TASK INSTRUCTIONS: Give the rows below as a JSON list of strings, one string per line, leaving out any blank lines.

EXERCISE INPUTS:
———
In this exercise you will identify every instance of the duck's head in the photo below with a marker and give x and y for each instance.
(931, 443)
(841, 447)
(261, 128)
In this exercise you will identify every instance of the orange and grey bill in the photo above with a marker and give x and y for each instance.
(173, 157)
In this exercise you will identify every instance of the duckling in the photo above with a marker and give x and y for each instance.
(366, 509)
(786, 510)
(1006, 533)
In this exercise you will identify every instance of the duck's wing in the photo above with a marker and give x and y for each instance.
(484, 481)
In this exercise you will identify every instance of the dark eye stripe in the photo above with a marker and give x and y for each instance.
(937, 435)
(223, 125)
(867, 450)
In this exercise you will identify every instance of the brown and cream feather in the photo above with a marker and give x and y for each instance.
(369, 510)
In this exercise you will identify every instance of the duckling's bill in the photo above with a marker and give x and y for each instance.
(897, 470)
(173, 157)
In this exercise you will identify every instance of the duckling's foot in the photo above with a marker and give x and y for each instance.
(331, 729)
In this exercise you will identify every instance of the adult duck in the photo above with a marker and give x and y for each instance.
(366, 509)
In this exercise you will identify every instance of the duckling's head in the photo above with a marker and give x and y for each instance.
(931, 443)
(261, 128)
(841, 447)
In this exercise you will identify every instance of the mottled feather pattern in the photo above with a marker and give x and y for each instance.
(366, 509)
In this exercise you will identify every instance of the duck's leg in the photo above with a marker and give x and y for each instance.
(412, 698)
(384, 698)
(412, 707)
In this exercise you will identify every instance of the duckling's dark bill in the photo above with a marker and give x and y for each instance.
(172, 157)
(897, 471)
———
EXPECTED ANSWER:
[
  "In this exercise you will identify every instance of the duck's head in the photo below with a marker and give x and y for each instance.",
  "(931, 443)",
  "(841, 447)",
  "(261, 128)",
  "In this exercise you will identify every instance of the orange and grey bill in the photo above with a marker and give x and y for each instance.",
  "(173, 157)",
  "In this exercise you will identify every instance of the duckling in the photo above with a marker and give x and y for each instance.",
  "(366, 509)",
  "(786, 510)",
  "(1006, 533)",
  "In this exercise you will identify every instance of the duck's wing in the photo above with a marker and give x and y for each instance.",
  "(484, 481)",
  "In this exercise you will identify every instance of the dark eye stripe in the photo above with a marker and give x and y for each instance.",
  "(937, 435)",
  "(223, 125)",
  "(867, 450)",
  "In this exercise you will identify every instance of the brown and cream feather in the photo above with a marker and give x and y for each instance.",
  "(369, 510)",
  "In this exercise you will identify every instance of the duckling's bill in the photo above with a marker and give x and y for each instance.",
  "(897, 470)",
  "(173, 157)",
  "In this exercise you will identify every instance of the duckling's foot in the photo above with a marker and give x and y for each instance.",
  "(331, 729)",
  "In this exercise you will identify every instance of the adult duck in the photo above with a marker and give x and y for each instance.",
  "(366, 509)",
  "In this exercise you will identify every instance of the duckling's head in the photo above with a marker and give x and y for each instance.",
  "(931, 443)",
  "(261, 128)",
  "(841, 447)",
  "In this exercise you will identify every instance of the mottled feather pattern in the photo above with a marker and give x and y for each instance.",
  "(366, 509)",
  "In this exercise you will identify every instance of the duck's leg in the photo above with a marker and give x and y for each instance.",
  "(412, 698)",
  "(384, 698)",
  "(412, 707)",
  "In this exercise you will identify every instance of the duckling's dark bill in the photo above with a marker and give x and y for each instance.",
  "(172, 157)",
  "(897, 471)"
]